Extrait de page –
_ _ _ _

«Il est toujours précieux d’entendre un homme qui a eu le privilège de rencontrer Jean Genet, dont l’œuvre si complexe nous intriguera encore longtemps. Les témoins directs se faisant, bien normalement, de plus en plus rares, le temps passant, chaque témoignage sur un échange vécu avec l’écrivain sera toujours un apport important, car très bientôt, les témoins de vie disparus, seules resteront les analyses des exégètes. Si la distance protège de l’anecdote, elle empêche aussi bien souvent de se confronter à la force et à la violence des contradictions ; dans le cas de Genet, la confrontation avec son fonctionnement quotidien était une expérience bien particulière.
Alors, pour rétablir une « stricte vérité », expression que Tahar Ben Jelloun emploie dans son dernier ouvrage : « Genet menteur sublime », voici quelques remarques qu’entraîne la lecture, dans cet ouvrage, du chapitre La nuit venue, titre d’un scénario dont l’auteur, Genet, devait aussi assurer la mise en scène filmique. Nous savons que, depuis toujours, le langage du cinéma l’intriguait. « Longuement silencieux, à cette époque, embarrassé par la littérature, ce qui ne l’empêchait pas d’écrire ainsi des scénarios », dira Juan Goytiloso dans son introduction « Transparence et scandale » au livre de Jérôme Neutres, Genet sur les routes du sud (Fayard, 2002).
L’important n’est pas le fait que M. Ben Jelloun s’attribue de façon abusive un rôle dans l’élaboration de ce projet, où il se décrit comme l’auteur des dialogues, qui se rendait à l’hôtel de Genet, de bon matin, pour travailler avec lui (il est curieux d’ailleurs qu’à l’époque de son interview pour la biographie de Genet par Edmund White, en 1993, il n’osât pas encore revendiquer cette belle situation qu’il dépeint aujourd’hui ; il est tout aussi curieux que, si Genet avait pressenti Ben Jelloun comme l’auteur des dialogues, nulle part, ni sur le contrat, ni sur les fiches techniques des producteurs, son nom n’apparût ; encore plus curieux que, bien que j’eusse effectivement entendu M. Genet me parler de M. Ben Jelloun, à moi qu’il voyait effectivement tous les jours, et qui étais sur le contrat le coréalisateur du film, jamais la participation de M. Ben Jelloun n’eût été simplement évoquée), mais la négligence avec laquelle il relate l’existence de ce projet qui préoccupa Jean Genet pendant 22 mois, et auquel lui, Ben Jelloun, consacre un chapitre de son dernier livre : même minimisé, il faut en être !
Genet rédigea trois versions de son scénario dont le dernier avait cette particularité, rare pour un travail de cette nature, de tenir compte de la préparation du film qui devait s’ensuivre. Ainsi, pour certains personnages, Genet indiquait le nom de l’acteur qui devait interpréter le rôle. Ceux-ci étaient repérés après de longues séances de recherche de distribution. De même, certains lieux, repérés pour le tournage, étaient précisément décrits dans le dernier état du scénario. Pour ces repérages, Genet effectua avec moi un long voyage en Espagne ; ainsi, à Alicante, sur la plage d’Elche, il put situer certaines scènes qui, dans le scénario, se déroulaient au Maroc, malheureusement interdit au tournage. A Grenade, la visite de l’Alhambra lui permettra d’envisager la visualisation par le film, d’un des thèmes « culturels » du scénario : la confrontation de la fragile élégance de l’architecture mauresque, avec les lourds décors de pierre du palais de Charles Quint (le sable contre la pierre ; la légèreté de l’Orient face aux lourdeurs occidentales.)

_ _ _ _

Données recueillies –
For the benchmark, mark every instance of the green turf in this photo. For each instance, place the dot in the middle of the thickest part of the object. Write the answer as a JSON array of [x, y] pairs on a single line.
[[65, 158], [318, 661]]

_ _ _ _

Consigne 1 –
Répondez à ces questions d'après le texte sur Jean Genet :
(a) Quel est le titre du dernier ouvrage de Tahar Ben Jelloun ?
(b) Pendant combien de mois le projet de film a-t-il préoccupé Jean Genet ?
(c) Combien de versions de son scénario Genet a-t-il rédigées ?
Consigne 2 –
Recopiez mot pour mot le passage du texte sur Jean Genet qui s'ouvre sur les mots « Alors, pour rétablir » et se clôt sur « sud (Fayard, 2002). ».
La liste est un matériau indépendant du texte sur Jean Genet.

Corrigé complet 1 –
(a) « Genet menteur sublime »
(b) 22 mois
(c) Trois versions

Corrigé complet 2 –
Alors, pour rétablir une « stricte vérité », expression que Tahar Ben Jelloun emploie dans son dernier ouvrage : « Genet menteur sublime », voici quelques remarques qu’entraîne la lecture, dans cet ouvrage, du chapitre La nuit venue, titre d’un scénario dont l’auteur, Genet, devait aussi assurer la mise en scène filmique. Nous savons que, depuis toujours, le langage du cinéma l’intriguait. « Longuement silencieux, à cette époque, embarrassé par la littérature, ce qui ne l’empêchait pas d’écrire ainsi des scénarios », dira Juan Goytiloso dans son introduction « Transparence et scandale » au livre de Jérôme Neutres, Genet sur les routes du sud (Fayard, 2002).